Extract every line below that contains the string "water", matching case exactly.

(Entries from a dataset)
***
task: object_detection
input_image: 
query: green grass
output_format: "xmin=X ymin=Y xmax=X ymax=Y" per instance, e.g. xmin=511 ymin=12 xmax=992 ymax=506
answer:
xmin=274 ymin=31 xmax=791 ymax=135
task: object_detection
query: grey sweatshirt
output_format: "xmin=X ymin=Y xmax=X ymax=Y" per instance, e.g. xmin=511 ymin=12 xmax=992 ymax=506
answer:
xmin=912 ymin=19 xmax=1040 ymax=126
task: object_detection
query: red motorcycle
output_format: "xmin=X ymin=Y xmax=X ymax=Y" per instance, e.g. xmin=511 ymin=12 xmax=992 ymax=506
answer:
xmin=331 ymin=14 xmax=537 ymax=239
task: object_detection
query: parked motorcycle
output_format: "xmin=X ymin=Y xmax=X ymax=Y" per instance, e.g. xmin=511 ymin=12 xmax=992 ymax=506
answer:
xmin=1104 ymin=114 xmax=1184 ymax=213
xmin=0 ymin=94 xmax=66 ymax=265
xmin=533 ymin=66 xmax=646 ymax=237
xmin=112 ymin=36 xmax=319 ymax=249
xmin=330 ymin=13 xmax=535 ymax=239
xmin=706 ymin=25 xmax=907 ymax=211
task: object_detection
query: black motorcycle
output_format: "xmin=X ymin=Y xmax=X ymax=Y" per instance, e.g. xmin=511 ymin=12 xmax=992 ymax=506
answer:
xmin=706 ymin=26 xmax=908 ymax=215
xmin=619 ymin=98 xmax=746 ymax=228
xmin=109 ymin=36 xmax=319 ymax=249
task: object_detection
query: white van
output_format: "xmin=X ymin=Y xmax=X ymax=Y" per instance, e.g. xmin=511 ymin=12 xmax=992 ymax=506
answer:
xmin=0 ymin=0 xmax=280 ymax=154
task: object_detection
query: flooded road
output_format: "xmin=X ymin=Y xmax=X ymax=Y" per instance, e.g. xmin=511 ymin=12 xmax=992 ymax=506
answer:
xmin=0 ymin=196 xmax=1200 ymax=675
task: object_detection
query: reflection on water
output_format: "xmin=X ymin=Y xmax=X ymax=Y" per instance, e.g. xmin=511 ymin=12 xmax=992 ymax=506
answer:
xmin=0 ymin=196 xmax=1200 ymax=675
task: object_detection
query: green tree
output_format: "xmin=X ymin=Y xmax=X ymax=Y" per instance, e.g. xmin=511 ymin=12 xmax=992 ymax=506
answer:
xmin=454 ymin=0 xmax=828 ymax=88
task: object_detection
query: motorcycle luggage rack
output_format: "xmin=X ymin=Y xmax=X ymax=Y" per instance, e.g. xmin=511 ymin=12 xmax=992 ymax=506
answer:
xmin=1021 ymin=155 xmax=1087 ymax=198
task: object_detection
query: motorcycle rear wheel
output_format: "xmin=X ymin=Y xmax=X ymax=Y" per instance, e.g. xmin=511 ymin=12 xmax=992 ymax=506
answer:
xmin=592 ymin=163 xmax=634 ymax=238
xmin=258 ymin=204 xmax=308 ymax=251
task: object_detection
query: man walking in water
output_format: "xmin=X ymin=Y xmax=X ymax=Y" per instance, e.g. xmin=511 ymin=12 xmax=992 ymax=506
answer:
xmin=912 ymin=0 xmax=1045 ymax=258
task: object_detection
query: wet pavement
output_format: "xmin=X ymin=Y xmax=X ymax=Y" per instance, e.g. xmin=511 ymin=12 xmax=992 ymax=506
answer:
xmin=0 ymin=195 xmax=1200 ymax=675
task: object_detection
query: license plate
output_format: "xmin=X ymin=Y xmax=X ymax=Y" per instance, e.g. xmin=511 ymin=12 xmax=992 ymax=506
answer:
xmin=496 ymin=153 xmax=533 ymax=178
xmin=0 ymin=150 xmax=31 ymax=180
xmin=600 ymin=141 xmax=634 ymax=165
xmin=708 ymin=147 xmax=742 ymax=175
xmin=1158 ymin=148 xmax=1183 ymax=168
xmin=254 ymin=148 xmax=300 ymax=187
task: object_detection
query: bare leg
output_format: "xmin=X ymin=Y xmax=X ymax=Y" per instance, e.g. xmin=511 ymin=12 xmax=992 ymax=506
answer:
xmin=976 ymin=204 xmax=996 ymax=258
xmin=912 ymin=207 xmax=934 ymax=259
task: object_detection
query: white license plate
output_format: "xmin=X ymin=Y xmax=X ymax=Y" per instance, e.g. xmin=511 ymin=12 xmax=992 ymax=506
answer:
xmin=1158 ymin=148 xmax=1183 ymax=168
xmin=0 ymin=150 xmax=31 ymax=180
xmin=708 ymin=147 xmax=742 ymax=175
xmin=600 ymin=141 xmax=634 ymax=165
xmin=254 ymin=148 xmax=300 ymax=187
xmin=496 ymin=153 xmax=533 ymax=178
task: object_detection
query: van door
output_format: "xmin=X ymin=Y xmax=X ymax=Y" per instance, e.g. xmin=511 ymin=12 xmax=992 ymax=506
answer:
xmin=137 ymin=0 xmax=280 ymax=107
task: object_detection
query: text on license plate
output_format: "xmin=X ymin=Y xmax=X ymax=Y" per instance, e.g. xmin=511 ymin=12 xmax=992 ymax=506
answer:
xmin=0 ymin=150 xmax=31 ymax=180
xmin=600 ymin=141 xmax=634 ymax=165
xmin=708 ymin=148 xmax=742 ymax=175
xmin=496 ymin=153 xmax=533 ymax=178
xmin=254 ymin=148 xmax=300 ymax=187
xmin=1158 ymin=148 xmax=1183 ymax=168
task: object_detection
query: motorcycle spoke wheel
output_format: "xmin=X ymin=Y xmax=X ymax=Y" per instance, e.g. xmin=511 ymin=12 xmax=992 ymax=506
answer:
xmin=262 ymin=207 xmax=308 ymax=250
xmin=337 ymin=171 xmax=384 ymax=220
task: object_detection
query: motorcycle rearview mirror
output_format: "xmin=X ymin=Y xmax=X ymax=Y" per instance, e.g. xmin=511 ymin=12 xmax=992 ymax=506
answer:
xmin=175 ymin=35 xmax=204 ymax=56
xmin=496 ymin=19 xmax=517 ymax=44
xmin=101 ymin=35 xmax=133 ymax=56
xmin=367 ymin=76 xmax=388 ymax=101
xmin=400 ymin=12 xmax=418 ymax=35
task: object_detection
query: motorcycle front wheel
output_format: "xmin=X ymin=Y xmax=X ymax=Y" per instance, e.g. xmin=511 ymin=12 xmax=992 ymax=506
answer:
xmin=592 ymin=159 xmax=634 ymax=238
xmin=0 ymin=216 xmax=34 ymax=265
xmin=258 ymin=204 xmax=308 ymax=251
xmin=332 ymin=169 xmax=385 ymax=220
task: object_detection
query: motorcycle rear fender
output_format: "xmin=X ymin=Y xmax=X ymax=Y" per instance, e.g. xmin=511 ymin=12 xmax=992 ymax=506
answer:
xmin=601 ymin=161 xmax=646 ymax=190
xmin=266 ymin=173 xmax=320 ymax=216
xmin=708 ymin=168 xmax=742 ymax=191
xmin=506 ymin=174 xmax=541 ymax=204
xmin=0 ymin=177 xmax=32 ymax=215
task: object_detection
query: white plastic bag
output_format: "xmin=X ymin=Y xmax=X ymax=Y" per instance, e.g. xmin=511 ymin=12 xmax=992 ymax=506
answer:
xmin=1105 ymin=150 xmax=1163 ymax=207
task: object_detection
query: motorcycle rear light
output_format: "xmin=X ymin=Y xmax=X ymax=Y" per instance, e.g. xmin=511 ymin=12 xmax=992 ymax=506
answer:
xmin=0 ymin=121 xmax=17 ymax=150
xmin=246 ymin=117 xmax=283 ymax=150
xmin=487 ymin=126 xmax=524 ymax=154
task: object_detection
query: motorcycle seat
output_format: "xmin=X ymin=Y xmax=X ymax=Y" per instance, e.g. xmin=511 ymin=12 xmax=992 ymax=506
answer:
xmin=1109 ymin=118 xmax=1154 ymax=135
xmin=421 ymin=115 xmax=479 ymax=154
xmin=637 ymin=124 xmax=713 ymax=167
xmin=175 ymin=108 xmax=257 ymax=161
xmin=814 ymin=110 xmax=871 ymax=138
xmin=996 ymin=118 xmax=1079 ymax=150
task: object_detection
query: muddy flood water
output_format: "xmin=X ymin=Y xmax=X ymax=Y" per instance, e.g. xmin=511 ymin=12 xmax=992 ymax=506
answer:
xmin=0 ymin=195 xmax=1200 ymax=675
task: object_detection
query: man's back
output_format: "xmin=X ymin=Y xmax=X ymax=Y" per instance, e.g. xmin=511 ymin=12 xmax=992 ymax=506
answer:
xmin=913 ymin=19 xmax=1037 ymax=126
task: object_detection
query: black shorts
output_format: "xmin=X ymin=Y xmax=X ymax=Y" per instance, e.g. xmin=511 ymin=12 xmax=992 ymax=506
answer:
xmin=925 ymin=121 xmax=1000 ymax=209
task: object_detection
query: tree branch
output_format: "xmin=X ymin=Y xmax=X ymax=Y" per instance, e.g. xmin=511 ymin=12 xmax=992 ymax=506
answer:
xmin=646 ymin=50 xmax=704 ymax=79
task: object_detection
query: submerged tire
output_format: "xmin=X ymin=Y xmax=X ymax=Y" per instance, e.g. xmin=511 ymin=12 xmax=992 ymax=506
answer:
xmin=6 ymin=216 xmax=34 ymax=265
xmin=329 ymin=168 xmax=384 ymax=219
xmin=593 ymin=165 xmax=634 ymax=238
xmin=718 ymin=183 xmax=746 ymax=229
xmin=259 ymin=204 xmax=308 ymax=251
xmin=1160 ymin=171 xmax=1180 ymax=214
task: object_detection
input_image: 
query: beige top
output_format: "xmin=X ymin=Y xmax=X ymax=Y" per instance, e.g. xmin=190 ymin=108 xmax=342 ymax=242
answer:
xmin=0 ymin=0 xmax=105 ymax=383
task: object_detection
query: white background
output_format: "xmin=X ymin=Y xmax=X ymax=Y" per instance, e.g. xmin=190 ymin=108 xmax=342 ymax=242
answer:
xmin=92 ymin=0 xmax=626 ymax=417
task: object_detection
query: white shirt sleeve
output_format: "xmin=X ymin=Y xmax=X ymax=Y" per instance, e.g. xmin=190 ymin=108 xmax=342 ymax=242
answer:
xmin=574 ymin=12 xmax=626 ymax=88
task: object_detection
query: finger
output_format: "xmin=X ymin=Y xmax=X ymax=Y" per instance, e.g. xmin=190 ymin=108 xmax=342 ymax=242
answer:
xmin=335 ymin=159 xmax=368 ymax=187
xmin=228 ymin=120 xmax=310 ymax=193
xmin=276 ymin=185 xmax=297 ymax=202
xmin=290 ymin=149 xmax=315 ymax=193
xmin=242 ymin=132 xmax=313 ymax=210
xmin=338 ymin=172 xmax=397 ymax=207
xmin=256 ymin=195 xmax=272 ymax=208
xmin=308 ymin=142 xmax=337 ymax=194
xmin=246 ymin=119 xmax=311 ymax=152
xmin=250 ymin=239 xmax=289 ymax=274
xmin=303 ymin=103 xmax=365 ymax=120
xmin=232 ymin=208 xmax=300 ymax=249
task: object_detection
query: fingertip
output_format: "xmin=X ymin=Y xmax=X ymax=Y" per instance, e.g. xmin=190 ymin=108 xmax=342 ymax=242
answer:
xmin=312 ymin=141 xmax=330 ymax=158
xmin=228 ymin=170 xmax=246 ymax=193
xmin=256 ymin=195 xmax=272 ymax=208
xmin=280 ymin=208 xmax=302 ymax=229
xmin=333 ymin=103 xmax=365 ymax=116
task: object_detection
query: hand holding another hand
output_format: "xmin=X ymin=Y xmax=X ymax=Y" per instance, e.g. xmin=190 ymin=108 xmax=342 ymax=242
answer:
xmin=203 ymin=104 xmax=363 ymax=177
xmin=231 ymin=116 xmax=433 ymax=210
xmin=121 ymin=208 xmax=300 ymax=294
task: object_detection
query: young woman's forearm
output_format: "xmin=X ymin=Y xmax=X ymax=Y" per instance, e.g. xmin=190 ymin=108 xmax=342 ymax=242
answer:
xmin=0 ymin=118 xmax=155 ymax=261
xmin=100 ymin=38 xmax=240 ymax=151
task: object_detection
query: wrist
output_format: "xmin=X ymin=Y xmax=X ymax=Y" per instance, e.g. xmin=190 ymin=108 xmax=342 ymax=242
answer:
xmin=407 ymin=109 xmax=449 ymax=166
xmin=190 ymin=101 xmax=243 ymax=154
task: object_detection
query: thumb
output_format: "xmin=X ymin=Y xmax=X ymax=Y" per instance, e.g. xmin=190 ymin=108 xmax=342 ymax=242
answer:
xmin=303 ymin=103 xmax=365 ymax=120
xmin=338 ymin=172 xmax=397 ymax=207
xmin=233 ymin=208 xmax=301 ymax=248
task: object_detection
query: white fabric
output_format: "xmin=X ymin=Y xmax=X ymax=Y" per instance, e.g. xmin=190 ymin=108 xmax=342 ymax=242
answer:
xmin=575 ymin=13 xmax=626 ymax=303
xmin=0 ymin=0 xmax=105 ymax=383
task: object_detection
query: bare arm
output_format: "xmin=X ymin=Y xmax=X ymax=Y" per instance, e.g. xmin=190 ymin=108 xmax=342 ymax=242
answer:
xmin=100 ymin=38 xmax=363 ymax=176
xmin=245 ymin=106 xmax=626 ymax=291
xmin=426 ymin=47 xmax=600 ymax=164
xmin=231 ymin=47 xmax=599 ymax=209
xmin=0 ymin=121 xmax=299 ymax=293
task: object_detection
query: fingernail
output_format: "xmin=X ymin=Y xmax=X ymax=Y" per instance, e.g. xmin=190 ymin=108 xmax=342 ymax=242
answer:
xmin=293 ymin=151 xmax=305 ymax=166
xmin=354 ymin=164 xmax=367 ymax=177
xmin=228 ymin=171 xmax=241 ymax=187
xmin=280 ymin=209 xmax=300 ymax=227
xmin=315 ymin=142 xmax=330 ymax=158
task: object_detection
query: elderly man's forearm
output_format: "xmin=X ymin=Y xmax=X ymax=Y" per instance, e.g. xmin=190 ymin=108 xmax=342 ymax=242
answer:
***
* _RESULT OF THIS TASK_
query: reflection on water
query: man walking in water
query: muddy flood water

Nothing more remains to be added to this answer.